Extract —
-----

Just as everyone remembers where they were when JFK was shot or when 9/11 happened, I remember exactly where I was when I saw the box-cutter scene. If you’ve seen Breaking Bad, you know exactly what I’m talking about—and if not—just hang in there. It was late, and I was sitting in my luxurious dorm room at Oxford University, in surroundings that made me feel like I was constantly living in a fairytale. But that feeling soon faded. All alone and glued to my computer screen, I watched in horror as a man comes up behind his once-trusted coworker, grabs his head and swiftly slices his throat with a box-cutter, holding his head up in a way that exposes the gushing artery, causing him to bleed out quickly and efficiently. When the man is done helping his coworker die, he takes off his hazmat suit, washes his hands, gives one cold glare to the intimidated workers that were forced to watch, and leaves the room. There’s no scary music, no cuts to a dramatic spattering of blood on the wall, there isn’t even dialogue—just the sound of desperate gags as a man tries to breathe through his severed windpipe, only to choke on his own blood.

 

I wouldn’t consider myself a lover of gruesome things. There are many shows and films, like the Saw franchise, that I refuse to watch because I feel that violence is the sole force driving these productions, and I just don’t enjoy watching prolonged scenes of torture and human suffering. So after witnessing the infamous box-cutter scene in Breaking Bad, I had to wonder: How could I judge certain violent films and shows when I was addicted to a show that showed such graphically violent scenes?

 

After I watched that scene all alone, quietly in my room, I thought about what my mother would have said if I was watching this at home and she had walked into the room. My mother won’t watch anything with violence in it, and I mean pretty much anything with blood, guns, or bodies colliding, she refuses to see. Whenever I’m home visiting, she’ll come into the living room, look at whatever I’m watching, and if it’s violent she always responds with something along the lines of, “Ugh, I don’t know how you watch this stuff. Is that really necessary?” She sees all violence on screen as “senseless” violence. While I don’t agree with her, I found myself wondering: in an ever-increasing violence-oriented culture, is there ever a time when violence can be meaningful?

 

In the criticism of violence in American culture, especially of violence on the big or small screen, there seems to be a binary divide on whether violence is “good” or “bad.” There are critics who think our culture is desensitizing people to violence, hurting our country, and making our youth want to go out and shoot up their town. On the opposite spectrum there seems to be the “it’s a free country” defense: violence is out on the screen and if you don’t like it, then don’t watch it. I agree with both sides to some degree—it is a free country and there are some forms of entertainment that are desensitizing violence’s effect—but both of these responses are an inadequate assessments of our culture’s violence. We need to see past the blood-spray and bullet holes to look at how violence is being used on screen, what the motivation for putting it there is, and what we can take away, if anything, from its viewing.

-----

Supplied information —
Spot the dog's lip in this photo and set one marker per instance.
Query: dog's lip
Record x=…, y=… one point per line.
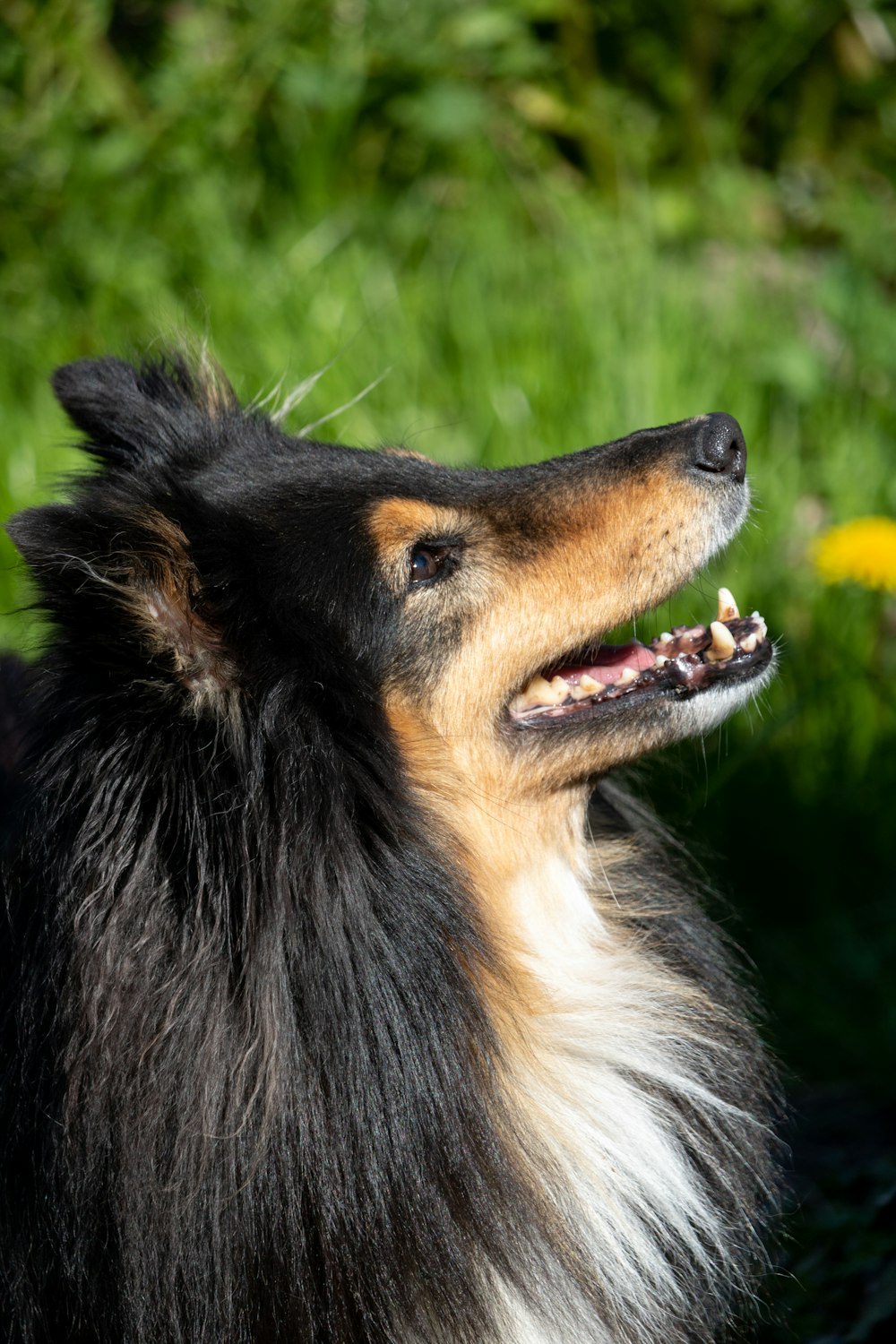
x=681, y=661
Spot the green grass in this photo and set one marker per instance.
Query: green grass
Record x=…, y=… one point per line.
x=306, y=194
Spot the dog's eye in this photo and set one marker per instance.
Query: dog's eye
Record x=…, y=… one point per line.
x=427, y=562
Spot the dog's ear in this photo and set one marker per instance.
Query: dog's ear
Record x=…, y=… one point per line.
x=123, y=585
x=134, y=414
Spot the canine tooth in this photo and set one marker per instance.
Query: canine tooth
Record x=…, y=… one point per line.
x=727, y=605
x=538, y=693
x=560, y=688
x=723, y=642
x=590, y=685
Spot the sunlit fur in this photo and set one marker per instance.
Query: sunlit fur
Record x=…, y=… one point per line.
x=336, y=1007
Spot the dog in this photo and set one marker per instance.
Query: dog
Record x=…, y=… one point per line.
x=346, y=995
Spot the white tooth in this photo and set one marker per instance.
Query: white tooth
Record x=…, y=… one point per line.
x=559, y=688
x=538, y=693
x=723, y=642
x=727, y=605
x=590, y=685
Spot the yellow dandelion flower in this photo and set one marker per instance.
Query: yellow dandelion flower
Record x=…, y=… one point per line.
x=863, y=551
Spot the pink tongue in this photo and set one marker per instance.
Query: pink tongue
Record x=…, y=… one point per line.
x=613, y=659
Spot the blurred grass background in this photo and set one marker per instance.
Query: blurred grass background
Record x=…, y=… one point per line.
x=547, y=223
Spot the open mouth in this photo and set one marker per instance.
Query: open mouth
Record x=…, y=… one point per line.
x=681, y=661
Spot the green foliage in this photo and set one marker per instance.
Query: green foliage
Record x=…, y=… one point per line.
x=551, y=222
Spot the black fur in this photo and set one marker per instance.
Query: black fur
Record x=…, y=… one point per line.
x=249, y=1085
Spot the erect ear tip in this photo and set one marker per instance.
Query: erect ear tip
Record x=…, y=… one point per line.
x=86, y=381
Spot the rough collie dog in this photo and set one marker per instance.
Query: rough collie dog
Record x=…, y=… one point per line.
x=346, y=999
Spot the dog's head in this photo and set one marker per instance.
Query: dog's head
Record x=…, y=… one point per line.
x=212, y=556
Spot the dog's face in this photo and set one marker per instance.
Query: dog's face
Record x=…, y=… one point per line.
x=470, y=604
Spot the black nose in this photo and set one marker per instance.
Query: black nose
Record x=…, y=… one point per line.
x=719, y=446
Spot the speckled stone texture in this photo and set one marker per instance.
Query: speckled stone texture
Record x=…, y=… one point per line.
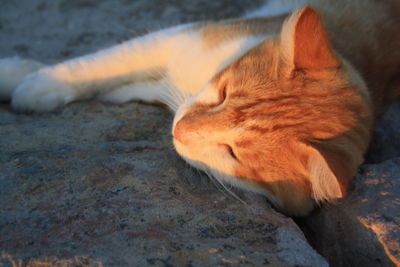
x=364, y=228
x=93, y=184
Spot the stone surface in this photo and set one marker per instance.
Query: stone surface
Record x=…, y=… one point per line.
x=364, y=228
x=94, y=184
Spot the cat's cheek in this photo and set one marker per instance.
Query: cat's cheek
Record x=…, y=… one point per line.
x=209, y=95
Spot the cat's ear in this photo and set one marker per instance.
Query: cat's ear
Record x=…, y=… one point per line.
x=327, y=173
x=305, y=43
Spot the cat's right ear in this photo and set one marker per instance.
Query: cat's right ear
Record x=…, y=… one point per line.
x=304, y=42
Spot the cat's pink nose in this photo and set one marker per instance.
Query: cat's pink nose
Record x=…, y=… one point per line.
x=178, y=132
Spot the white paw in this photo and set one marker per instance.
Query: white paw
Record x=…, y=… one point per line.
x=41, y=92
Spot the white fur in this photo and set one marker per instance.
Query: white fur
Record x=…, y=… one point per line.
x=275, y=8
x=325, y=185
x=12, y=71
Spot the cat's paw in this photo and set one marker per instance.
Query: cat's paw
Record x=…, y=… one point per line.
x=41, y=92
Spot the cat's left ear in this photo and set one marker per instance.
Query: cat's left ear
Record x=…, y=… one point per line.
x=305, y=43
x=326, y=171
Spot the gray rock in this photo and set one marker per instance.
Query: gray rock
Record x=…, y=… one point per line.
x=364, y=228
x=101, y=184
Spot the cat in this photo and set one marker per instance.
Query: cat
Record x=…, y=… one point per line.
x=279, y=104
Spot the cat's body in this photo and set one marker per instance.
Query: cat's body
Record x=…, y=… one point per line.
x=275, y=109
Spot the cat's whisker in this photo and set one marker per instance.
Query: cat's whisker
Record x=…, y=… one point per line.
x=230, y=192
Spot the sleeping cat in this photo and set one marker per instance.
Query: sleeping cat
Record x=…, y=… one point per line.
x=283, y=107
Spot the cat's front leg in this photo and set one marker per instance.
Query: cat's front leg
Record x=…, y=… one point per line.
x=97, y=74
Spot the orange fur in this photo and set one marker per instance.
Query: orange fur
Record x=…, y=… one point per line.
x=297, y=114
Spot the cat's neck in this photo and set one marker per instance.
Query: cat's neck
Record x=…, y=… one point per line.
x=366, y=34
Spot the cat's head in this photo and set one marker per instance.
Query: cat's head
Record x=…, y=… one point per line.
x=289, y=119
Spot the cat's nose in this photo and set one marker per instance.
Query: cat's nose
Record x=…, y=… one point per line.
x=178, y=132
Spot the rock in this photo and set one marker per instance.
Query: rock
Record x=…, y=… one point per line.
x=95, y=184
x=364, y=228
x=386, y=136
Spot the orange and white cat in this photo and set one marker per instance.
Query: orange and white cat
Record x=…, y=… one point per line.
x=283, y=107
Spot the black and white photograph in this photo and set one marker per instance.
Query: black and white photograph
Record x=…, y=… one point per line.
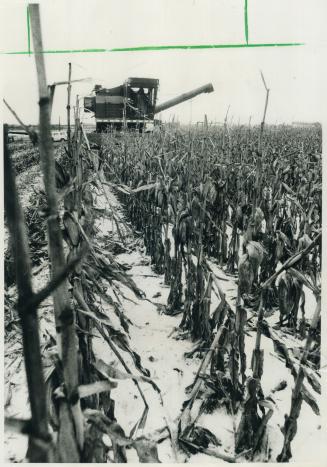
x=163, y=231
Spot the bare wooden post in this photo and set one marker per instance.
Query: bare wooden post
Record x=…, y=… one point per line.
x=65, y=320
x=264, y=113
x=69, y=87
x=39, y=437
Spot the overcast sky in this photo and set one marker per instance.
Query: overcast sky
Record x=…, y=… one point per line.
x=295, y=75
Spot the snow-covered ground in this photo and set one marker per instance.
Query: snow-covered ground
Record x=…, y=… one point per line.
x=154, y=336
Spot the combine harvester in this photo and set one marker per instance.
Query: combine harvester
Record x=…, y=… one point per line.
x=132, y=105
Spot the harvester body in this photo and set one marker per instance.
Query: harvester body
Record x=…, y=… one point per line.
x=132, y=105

-----

Given exercise A — In the essay on screen violence, where was the writer sitting when watching the box-cutter scene?
Given exercise B — Pick out every line of the records that contains the string "erect". Case counts.

Complete output A — In a dorm room at Oxford University.

Complete output B —
Spot the erect ear tip in this photo and set one marker per instance.
Query: erect ear tip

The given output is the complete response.